# REQUIREMENT
Arrange all of the data below as a numbered list, one line per item, and leave out any blank lines.
------ EXERCISE MATERIALS
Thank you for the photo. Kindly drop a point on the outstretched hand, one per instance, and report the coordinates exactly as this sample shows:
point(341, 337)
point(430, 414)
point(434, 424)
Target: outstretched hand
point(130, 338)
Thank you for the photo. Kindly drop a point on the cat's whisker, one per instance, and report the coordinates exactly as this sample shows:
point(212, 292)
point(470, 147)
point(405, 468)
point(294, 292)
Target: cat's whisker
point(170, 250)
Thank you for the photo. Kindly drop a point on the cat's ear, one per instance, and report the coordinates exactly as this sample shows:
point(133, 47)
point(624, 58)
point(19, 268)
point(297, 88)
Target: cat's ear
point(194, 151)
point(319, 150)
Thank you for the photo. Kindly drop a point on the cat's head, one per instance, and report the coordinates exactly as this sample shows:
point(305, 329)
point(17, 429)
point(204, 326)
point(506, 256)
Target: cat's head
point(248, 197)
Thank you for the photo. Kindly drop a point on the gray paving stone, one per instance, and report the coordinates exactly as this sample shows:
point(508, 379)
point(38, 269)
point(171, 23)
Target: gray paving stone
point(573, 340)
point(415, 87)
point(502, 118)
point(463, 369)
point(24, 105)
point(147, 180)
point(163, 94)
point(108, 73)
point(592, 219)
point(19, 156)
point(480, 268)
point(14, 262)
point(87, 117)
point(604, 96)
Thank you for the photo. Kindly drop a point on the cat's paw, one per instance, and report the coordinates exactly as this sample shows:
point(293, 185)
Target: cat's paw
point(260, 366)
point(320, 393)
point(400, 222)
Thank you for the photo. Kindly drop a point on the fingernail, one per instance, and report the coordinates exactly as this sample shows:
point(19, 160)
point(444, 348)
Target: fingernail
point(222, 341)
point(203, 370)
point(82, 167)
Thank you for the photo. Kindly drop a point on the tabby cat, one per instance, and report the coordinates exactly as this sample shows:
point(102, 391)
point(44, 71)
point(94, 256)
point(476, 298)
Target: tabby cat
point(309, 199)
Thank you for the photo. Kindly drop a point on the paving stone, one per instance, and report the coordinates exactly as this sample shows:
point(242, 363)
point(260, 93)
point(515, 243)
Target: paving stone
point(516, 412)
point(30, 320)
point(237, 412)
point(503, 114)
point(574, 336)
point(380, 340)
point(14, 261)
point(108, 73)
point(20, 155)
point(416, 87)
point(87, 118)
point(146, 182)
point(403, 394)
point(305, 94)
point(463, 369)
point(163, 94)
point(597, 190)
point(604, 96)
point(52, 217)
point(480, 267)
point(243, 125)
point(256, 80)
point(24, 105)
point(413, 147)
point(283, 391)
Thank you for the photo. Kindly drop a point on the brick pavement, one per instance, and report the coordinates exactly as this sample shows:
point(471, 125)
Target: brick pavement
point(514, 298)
------------
# ANSWER TO THE PROBLEM
1. Thank you for the photo. Kindly drop a point on the outstretched hand, one per instance, and report the coordinates exactly as this sample shows:
2. point(341, 337)
3. point(430, 414)
4. point(434, 424)
5. Target: outstretched hand
6. point(130, 338)
7. Thank you for the photo. Kindly drop a point on the cat's whisker, one per instance, and report the coordinates exactly as this sample shows:
8. point(212, 292)
9. point(470, 147)
10. point(405, 468)
11. point(294, 292)
12. Target: cat's whisker
13. point(170, 250)
14. Thank you for the photo. Kindly drop a point on the cat's ear, one per instance, and report the coordinates exactly as this sample shows:
15. point(133, 47)
16. point(624, 58)
17. point(19, 268)
18. point(297, 88)
19. Target: cat's ear
20. point(194, 151)
21. point(319, 150)
22. Thank you for the photo. Kindly drop a point on the cat's head, one per instance, and report the coordinates exactly as this sample shows:
23. point(305, 329)
24. point(17, 429)
25. point(204, 326)
26. point(506, 256)
27. Target: cat's head
28. point(248, 197)
29. Thank you for the photo. Kindly drop a point on the gray paving stone, one per instance, and report the coordinates exactly as this sample shows:
30. point(508, 379)
31. point(38, 269)
32. point(171, 23)
33. Target: gray paving stone
34. point(573, 340)
35. point(415, 87)
36. point(502, 118)
37. point(463, 369)
38. point(24, 105)
39. point(147, 180)
40. point(163, 94)
41. point(108, 73)
42. point(592, 219)
43. point(19, 156)
44. point(480, 268)
45. point(14, 262)
46. point(87, 117)
47. point(604, 96)
48. Thank you for the photo. Kindly drop a point on the cat's paw, one per instance, and report the coordinates exactly as this sample shows:
49. point(293, 185)
50. Target: cat's paw
51. point(260, 366)
52. point(320, 393)
53. point(400, 222)
54. Thank you for the photo. Kindly drop a point on the fingernail, one per instance, and report the coordinates exactly as this sample shows:
55. point(19, 160)
56. point(444, 348)
57. Target: fingernail
58. point(222, 341)
59. point(203, 370)
60. point(82, 167)
61. Thank you for the photo. Kindly drop a point on the tabby cat, one per instance, and report the coordinates exactly as this sample shows:
62. point(102, 391)
63. point(44, 71)
64. point(94, 256)
65. point(476, 298)
66. Target: tabby cat
67. point(309, 199)
68. Thank you for the photo. Kindly drop a point on the paving stone, one per instance, and report the coordinates exactly as this sample shows:
69. point(242, 363)
70. point(260, 93)
71. point(515, 243)
72. Target: paving stone
73. point(516, 412)
74. point(30, 320)
75. point(237, 412)
76. point(503, 114)
77. point(574, 336)
78. point(380, 340)
79. point(14, 261)
80. point(108, 73)
81. point(20, 155)
82. point(416, 87)
83. point(87, 118)
84. point(146, 182)
85. point(403, 394)
86. point(305, 94)
87. point(463, 369)
88. point(163, 94)
89. point(597, 190)
90. point(604, 96)
91. point(52, 217)
92. point(480, 267)
93. point(243, 125)
94. point(256, 80)
95. point(24, 105)
96. point(413, 147)
97. point(283, 391)
98. Thank you for the photo. Kindly drop a point on the brick pavement, one per instance, and report the coordinates exactly as this sample shows:
99. point(471, 125)
100. Target: brick pavement
101. point(514, 298)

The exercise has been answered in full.